Eurojet Futures // RHA Gallagher Gallery // Dublin
Bread ‘N’ Brown Sauce: A North Kilkenny Slave Sandwich (after Charles Brady)
This painting started the whole thing rolling. It was accepted for the Royal Hibernian Academy’s Annual Exhibition 2005. Two superior paintings were rejected. I think they let this one through the net because it had the required after a former RHA Member in brackets. Try it yourself it might work for you.
The title refers to an alleged incident in my home county where migrant farm workers were paid €2 a day. They were housed in cow sheds. For their lunch the workers were feed the Legendary Kilkenny Delicacy of bread garnished with brown sauce.
Joe Higgins TD agreed to give a small talk in front of the installation about labour practices in Ireland. Joe Higgins is an elected member of the Irish Parliament representing the Socialist Party. He is widely known as champion of social causes, which unfortunately translates as opposing the current governments policy. He is the main man responsible for bring the GAMA workers dispute to the attention of the Irish public.
The GAMA Steak Sandwich was named after an exchange between Joe Higgins and Donal Lennehan (Fianna Fáil) in the Dáil . Joe Higgins was asking probing questions of the Government unrelated to the GAMA Workers dispute. Donal Lennehan decided a destructive witticism was called for. ‘Stick to the Kebabs Joe’ was what he heckled, in reference to the GAMA workers Turkish nationality. The usual consternation in the press was pedalled about the disgrace that such racist remarks were unacceptable and action needed to be taken. Ah God no, Donal’s not racist, he just blurted it out and didn’t mean it, was the official governments response and it seemed to settle matters.

Dataset entries -

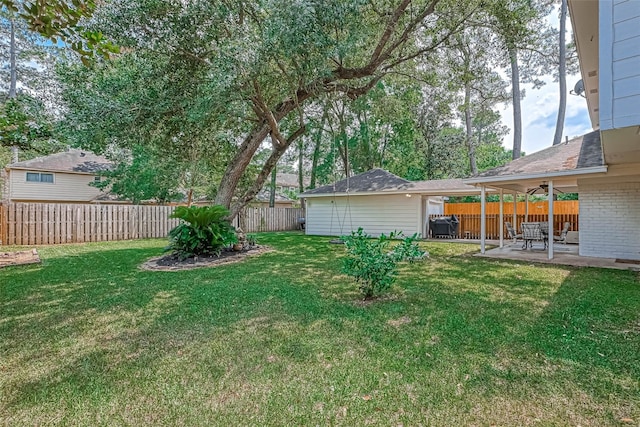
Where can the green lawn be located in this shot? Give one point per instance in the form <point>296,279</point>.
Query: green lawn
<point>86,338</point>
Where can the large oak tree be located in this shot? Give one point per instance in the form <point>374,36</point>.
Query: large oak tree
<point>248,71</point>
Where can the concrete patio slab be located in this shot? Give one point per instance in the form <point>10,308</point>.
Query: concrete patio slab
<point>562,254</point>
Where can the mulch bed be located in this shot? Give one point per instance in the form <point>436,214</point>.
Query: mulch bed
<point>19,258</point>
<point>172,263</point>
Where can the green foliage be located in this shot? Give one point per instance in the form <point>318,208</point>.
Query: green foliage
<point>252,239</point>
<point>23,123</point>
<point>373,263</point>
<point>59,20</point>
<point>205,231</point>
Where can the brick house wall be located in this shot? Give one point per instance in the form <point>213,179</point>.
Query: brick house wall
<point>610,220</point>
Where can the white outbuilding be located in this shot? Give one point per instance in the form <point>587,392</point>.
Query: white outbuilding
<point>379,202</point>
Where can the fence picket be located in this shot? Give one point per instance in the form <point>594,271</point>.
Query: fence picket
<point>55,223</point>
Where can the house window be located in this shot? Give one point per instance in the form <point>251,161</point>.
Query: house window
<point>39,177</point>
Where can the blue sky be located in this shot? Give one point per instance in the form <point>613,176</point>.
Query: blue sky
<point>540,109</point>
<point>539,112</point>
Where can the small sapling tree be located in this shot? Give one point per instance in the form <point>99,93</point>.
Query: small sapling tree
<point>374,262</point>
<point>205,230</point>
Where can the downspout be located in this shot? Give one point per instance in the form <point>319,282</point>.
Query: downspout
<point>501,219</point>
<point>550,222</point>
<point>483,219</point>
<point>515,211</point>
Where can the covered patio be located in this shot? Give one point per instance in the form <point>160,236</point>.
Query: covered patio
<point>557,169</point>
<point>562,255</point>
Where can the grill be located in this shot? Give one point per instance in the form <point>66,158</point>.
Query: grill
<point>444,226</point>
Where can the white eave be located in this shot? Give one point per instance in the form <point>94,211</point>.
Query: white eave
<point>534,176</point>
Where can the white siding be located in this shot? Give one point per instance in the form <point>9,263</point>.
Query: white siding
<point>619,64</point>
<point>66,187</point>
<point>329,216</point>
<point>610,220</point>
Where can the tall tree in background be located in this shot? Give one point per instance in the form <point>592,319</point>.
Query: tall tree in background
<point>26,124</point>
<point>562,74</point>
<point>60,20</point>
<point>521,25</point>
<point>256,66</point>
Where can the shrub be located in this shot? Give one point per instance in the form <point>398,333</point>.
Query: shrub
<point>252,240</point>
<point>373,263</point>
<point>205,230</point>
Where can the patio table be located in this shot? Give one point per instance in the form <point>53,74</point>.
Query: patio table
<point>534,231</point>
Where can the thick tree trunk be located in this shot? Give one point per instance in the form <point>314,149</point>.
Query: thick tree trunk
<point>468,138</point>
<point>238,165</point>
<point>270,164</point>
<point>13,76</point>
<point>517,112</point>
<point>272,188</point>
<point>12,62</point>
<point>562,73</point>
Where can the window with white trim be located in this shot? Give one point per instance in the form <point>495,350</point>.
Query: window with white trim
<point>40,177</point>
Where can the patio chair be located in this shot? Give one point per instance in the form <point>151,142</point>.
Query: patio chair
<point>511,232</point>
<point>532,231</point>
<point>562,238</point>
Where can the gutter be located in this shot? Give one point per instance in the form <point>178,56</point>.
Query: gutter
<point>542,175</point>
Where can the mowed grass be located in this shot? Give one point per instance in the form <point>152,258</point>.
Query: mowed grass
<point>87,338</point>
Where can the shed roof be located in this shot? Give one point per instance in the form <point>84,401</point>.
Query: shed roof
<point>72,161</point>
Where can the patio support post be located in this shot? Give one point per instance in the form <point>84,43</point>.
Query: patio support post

Complete the following -
(a) In the Eurojet Futures text, how much were the migrant farm workers in the alleged incident paid per day?
(b) Continue the Eurojet Futures text from the point at which it stops.

Answers provided -
(a) €2 a day.

(b)
Newer better copy was rolling off the press.
DOH! DOH! DOH! DOH! DOH!
Were to start? I wasn’t expecting any of this to happen.I recently made a painting called ‘Bread’n’Brown Sauce: A North Kilkenny Slave Sandwich’. It was shown in the R.H.A.’s Annual Exhibition. I sold it for €999.99, which makes me feel a little bit ethically dirty. But sure I need the dough to fund the habit (I sleep better when I tell myself that).
The painting stemmed from a recent incident in County Kilkenny. It was alleged that migrant workers were being paid €2 a day with hay barn accommodation thrown in for good measure. The 3 workers were sent out for a full days work in the fields with bread and brown sauce sandwiches for their nourishment.
I was to exhibit in the following show at the R.H.A., Eurojet Futures 05. I wanted to do something that tackled and occupied the available but underused height of the RHA. An idea formed that was an extension from the painting mixed with the recent debacle surrounding the exploitation of the striking GAMA workers in Ballyfermot. I had a vague vision of a mix mash of references from, Tatlins Tower, Hans Hakkes Mercedes tower, Oldensberg sambo and hirschorn ramshackle aesthetic to name a few.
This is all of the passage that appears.